TEXT SHOWN -
================================
Yogi. It’s hard not to smile when you hear his name. You might think of his goofy mug, with the crooked smile that looked as if it had been ripped from the funny pages. Then there’s the oddly-shaped wrestler’s body—squat torso, long arms—that inspired his first Yankees manager to call him “the Ape.” And of course then there were the malapropisms, some authentic, others invented by sportswriters, which he delivered in a monotone sprinkled with the flat a’s of his Midwestern roots.

If anyone didn’t like Yogi Berra, it could only have been someone who played on the teams he helped beat so relentlessly for 19 seasons. Then again, many of his opponents and their fans echoed the sentiments of my father, whose love for the Brooklyn Dodgers was matched only by his hatred of the Yankees: Once, when I asked him if he hated Yogi, Dad looked at me with incredulity. “How can you hate Yogi?”

As Mickey Mantle said, “He was the guy who made the Yankees almost seem human.”
================================
WRITTEN REQUEST -
Answer these from the passage about Yogi Berra:
1. What did his first Yankees manager call him?
2. Which team did the writer's father love?
3. According to Mickey Mantle, what did Yogi make the Yankees seem?

PROVIDED MATERIAL -
================================
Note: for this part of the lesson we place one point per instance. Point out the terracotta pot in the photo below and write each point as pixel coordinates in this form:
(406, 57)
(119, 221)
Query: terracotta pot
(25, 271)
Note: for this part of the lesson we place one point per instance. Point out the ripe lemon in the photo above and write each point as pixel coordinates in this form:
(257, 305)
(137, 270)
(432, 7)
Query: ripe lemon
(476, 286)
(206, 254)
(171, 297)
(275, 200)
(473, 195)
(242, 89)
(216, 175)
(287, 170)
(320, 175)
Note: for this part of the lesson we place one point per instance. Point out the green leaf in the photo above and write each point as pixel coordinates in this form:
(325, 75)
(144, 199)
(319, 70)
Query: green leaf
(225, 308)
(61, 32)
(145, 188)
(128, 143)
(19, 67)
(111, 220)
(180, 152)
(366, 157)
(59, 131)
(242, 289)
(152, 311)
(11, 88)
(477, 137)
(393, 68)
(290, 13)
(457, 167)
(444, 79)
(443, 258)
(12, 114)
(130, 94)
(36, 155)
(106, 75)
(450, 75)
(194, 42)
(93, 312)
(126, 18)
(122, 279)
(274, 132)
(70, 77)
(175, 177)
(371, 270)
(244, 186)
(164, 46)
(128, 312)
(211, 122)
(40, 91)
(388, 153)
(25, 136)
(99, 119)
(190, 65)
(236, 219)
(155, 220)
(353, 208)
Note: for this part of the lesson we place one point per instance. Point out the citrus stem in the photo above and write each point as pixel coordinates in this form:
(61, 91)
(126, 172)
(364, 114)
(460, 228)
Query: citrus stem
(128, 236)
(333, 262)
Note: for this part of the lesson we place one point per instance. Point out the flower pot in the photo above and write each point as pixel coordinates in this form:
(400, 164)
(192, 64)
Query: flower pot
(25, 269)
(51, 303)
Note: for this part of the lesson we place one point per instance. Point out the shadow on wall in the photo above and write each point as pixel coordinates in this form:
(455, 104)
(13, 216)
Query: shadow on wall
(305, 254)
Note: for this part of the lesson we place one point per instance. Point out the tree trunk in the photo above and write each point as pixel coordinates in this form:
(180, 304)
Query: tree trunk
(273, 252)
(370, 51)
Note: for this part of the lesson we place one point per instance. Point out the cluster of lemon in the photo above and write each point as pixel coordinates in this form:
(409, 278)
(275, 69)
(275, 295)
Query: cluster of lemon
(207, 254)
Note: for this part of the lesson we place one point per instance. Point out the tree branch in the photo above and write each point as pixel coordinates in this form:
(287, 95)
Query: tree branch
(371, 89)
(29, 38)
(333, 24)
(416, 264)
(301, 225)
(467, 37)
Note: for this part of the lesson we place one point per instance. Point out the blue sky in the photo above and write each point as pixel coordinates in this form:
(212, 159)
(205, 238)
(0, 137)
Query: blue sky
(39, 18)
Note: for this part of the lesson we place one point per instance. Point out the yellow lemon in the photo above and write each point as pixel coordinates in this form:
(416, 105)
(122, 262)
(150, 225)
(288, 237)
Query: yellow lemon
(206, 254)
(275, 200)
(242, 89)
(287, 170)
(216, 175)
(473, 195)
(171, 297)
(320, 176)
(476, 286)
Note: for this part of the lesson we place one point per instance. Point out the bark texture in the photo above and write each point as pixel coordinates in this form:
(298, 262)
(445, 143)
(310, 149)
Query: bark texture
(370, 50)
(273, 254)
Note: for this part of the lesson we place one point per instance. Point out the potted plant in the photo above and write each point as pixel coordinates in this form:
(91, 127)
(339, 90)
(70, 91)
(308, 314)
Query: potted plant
================================
THE ANSWER -
1. "The Ape."
2. The Brooklyn Dodgers.
3. Almost human.